What is required :: Repeat each line of the material below verbatim.

── Dataset rows ──

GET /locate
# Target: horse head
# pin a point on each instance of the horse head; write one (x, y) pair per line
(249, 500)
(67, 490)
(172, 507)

───

Final result ::
GET /locate
# Target: horse head
# pin a point on each instance of the horse head; write one (x, y) pair per line
(249, 500)
(67, 490)
(172, 507)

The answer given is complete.